---- Textauszug

Bericht aus Algerien: „Es war ein Alptraum“

Algier/Paris (dpa) - Ob Washington, London, Paris, Tokio oder Oslo - die Regierungschefs verbindet ein unangenehmes Gefühl der Unwissenheit. So recht weiß keiner, was in der algerischen Wüste wirklich vor sich geht.

Nur eines ist am Freitag grausame Gewissheit: Die blutige Befreiungsaktion ist noch nicht zu Ende. Bisher bekanntgewordene Berichte sind erschütternd.

„Es war ein Alptraum“, zitiert die französische Zeitung „Le Monde“ eine der befreiten Geiseln, die ihren Namen nicht nennen möchte. „Ich habe immer noch große Angst“, habe der Mann stammelnd, nervös, verwirrt berichtet. „Eine schreckliche Situation, es gab Tote.“

Von der ersten Nacht der Geiselnahme kommen Berichte aus einem Gemeinschaftsraum der Anlage: „Die Nacht war sehr schwer, wir hatten nichts zu essen, nichts zu trinken, jeder weinte und schrie.“ Unter diesen Geiseln soll auch ein US-Amerikaner gewesen sein. „Ich weiß nicht, ob sie (die Terroristen) ihn als US-Amerikaner erkannt haben oder ob sie sich erschreckt haben, als er sich bewegt hat.“ Nach Schüssen auf den Mann sei er nicht sofort tot gewesen. „Er hat geblutet, nach den Informationen, die ich habe, hat er nicht überlebt“, berichtet eine befreite Geisel in „Le Monde“.

Am ersten Morgen dann: „Explosionen, Schüsse, Bombardierungen und Schreie von Frauen.“ Auch der Geisel ist nicht klar, ob die Terroristen Algerier sind oder aus dem Ausland stammen. „Sie trugen alle Turbane und sprachen klassisches Arabisch. Jedenfalls waren sie schwer bewaffnet.“ Nach Angaben der Terrororganisation Al-Kaida im Maghreb stammen die Angreifer aus Kanada, Ägypten, Mali, Algerien, Niger und Mauretanien.

Auf Europa 1 erzählt Alexandre Berceaux, einer der französischen Mitarbeiter der Anlage: „Es waren Terroristen unter den Toten, Ausländer, Einheimische.“ Er selbst verschanzte sich unter seinem Bett, nicht weit entfernt seien die Terroristen gewesen. „Ich habe mich fast 40 Stunden in meinem Zimmer versteckt. Ich hatte etwas zu essen, etwas zu trinken. Aber ich wusste nicht, wie lange es dauern würde.“ Er glaubt, vom algerischen Militär gerettet worden zu sein.

--------

Aufgabe
Wie lange hat sich Alexandre Berceaux laut dem Bericht über die Geiselnahme in Algerien in seinem Zimmer versteckt?

---- Datensätze

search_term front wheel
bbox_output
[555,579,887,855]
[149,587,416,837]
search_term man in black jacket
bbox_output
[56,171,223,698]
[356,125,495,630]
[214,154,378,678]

--------

Antwort
Fast 40 Stunden.